··· Selected extract
Monday, December 3, 2012

Bones and Salve


Good bye turkey bones, hello turkey broth.  I gathered all the ingredients together to make turkey broth, and threw them in a soup pot, letting them cook for 6 hours.  Before filling my Ball quart jars, I e-mailed Patrice Lewis over at the Rural Revolution blog to get clarification on a few questions I had about canning broth.  After receiving advice from Patrice, I was satisfied and no longer worried about filling all of my jars with the turkey broth, even though I only had room for 7 quart jars in the pressure canner.  If you ever have questions about canning, or you’re nervous, please stop by Patrice’s blog for advice.  Patrice published a series of E-Books on canning (water bath and pressure canning), moving to the country, and creating a home craft business.   These E-Books are reasonably priced and make for great reference material. 

 

I’m a person that has extremely dry skin; this runs in the family.  I figured; let me try making a salve for dry skin.  This could even be something to potentially give out as a Christmas gift.  So, I figured let me mess around in the kitchen with a few ingredients and see what I come up with.    Here is what I’ve come up with; a salve that feels good, moistens my dry skin, and smells wonderful.
······
**Problem to solve**. Reproduce the whole blog post about turkey broth and skin salve word for word. The records below come from a separate source.
··· Excerpted data
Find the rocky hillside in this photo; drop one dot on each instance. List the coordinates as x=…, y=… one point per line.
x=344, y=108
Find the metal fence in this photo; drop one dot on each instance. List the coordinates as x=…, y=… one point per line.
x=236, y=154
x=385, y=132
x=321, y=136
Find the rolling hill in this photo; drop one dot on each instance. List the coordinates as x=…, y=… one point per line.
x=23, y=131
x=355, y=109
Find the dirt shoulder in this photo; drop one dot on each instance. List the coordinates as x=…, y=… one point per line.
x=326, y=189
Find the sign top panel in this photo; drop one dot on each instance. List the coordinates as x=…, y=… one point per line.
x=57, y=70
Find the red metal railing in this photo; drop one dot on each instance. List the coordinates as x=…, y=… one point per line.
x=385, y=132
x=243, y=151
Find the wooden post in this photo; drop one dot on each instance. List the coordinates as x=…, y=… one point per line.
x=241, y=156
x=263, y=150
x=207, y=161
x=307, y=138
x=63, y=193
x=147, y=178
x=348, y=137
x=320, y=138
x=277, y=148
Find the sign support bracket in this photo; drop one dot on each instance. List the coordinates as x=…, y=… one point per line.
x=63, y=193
······
··· Excerpted data
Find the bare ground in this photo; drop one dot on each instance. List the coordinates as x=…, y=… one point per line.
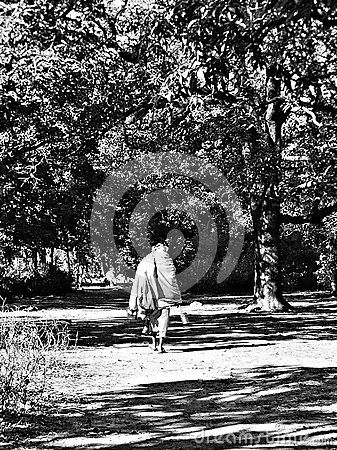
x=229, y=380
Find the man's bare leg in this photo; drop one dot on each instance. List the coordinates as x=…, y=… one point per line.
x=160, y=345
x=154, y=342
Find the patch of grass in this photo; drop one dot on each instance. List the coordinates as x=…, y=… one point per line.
······
··· Excerpted data
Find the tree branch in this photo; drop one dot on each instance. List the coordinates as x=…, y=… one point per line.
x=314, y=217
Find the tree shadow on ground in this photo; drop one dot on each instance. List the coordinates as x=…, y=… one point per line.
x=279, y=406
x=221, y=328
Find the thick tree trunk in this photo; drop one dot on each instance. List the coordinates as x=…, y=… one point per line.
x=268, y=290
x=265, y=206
······
**Result for this task**.
Monday, December 3, 2012

Bones and Salve


Good bye turkey bones, hello turkey broth.  I gathered all the ingredients together to make turkey broth, and threw them in a soup pot, letting them cook for 6 hours.  Before filling my Ball quart jars, I e-mailed Patrice Lewis over at the Rural Revolution blog to get clarification on a few questions I had about canning broth.  After receiving advice from Patrice, I was satisfied and no longer worried about filling all of my jars with the turkey broth, even though I only had room for 7 quart jars in the pressure canner.  If you ever have questions about canning, or you’re nervous, please stop by Patrice’s blog for advice.  Patrice published a series of E-Books on canning (water bath and pressure canning), moving to the country, and creating a home craft business.   These E-Books are reasonably priced and make for great reference material. 

 

I’m a person that has extremely dry skin; this runs in the family.  I figured; let me try making a salve for dry skin.  This could even be something to potentially give out as a Christmas gift.  So, I figured let me mess around in the kitchen with a few ingredients and see what I come up with.    Here is what I’ve come up with; a salve that feels good, moistens my dry skin, and smells wonderful.